Chemin faisant, on passe au pied de la « R'chèda touila » : une des plus grosses « pierres dressées » – pour ne pas écrire « menhir » ! – de Tunisie. Les traces blanches de chaux sur sa base, quelques pièces de monnaies laissées dans une anfractuosité où, parfois, une bougie finit de se consommer, prouvent qu'elle est le lieu d'un culte rural. C'est un lieu « sacré » puisque sur chacune des trois hauteurs voisines se dresse une Koubba. Puis, en arrivant à Aïn Snoussi, on tourne à gauche, sur la grande « Route des chinois », vers Béja. A quelques centaines de mètres de ce carrefour, on découvre, à gauche, une petite route relativement récente. Elle conduit par monts et par vaux, à un hameau, aux maisons éparses dominées par le piton rocheux de Kef El Blida.
Un autre itinéraire est tout aussi intéressant. On emprunte, à la sortie du bourg de Ouchtata, après avoir traversé l'extrémité de la retenue du barrage sur l'Oued Zouara, une petite route qui aboutit d'abord au village de Zaga aux sources abondantes, aux tombeaux rupestres : des « haouanet » et aux vestiges d'une citadelle d'époque byzantine. A lui seul, il mérite une visite !
Puis, la petite route escalade, en zigzag serrés, les flancs du gros Jebel Zouza, passe par un col, longe la « racine » d'un « éperon » montagneux sur lequel subsistent les ruines d'un village protohistorique, s'enfonce dans une belle forêt de chênes lièges et en ressort à flanc de colline. Quelques centaines de mètres après l'orée des bois, une voie, très carrossable, mi-route, mi-piste, suivant l'importance de son entretien, s'ouvre sur la droite et conduit à Kef El Blida.
Si l'on vient d'Aïn Draham ou de Béja, le « point remarquable » est le hameau d'Aïn Snoussi où se trouve le carrefour avec la route de Tabarka et un peu avant (ou après !) le carrefour avec la route de Kef El Blida.

===============

ÉNONCÉ A: Transforme les entrées ci-dessous en liste JSON de chaînes, à raison d'une chaîne par ligne, en omettant les lignes vides.
L'extrait et les entrées proviennent de sources distinctes.

DONNÉES D'ENTRÉE:
===============

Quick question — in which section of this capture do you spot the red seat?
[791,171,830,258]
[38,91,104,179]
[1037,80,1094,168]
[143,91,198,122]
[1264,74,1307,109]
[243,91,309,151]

===============

ÉNONCÉ B: Indique si chacune des affirmations suivantes concorde avec l'extrait sur les routes menant à Kef El Blida, en répondant par oui ou non et en citant les mots décisifs : (i) des traces de chaux et des pièces de monnaie montrent que la pierre dressée est le lieu d'un culte rural ; (ii) le village de Zaga possède les vestiges d'une citadelle d'époque romaine ; (iii) la petite route traverse une forêt de pins.

RÉPONSE ATTENDUE A:
[
  "Quick question — in which section of this capture do you spot the red seat?",
  "[791,171,830,258]",
  "[38,91,104,179]",
  "[1037,80,1094,168]",
  "[143,91,198,122]",
  "[1264,74,1307,109]",
  "[243,91,309,151]"
]

RÉPONSE ATTENDUE B:
(i) Oui : « prouvent qu'elle est le lieu d'un culte rural ».
(ii) Non : « aux vestiges d'une citadelle d'époque byzantine ».
(iii) Non : « s'enfonce dans une belle forêt de chênes lièges ».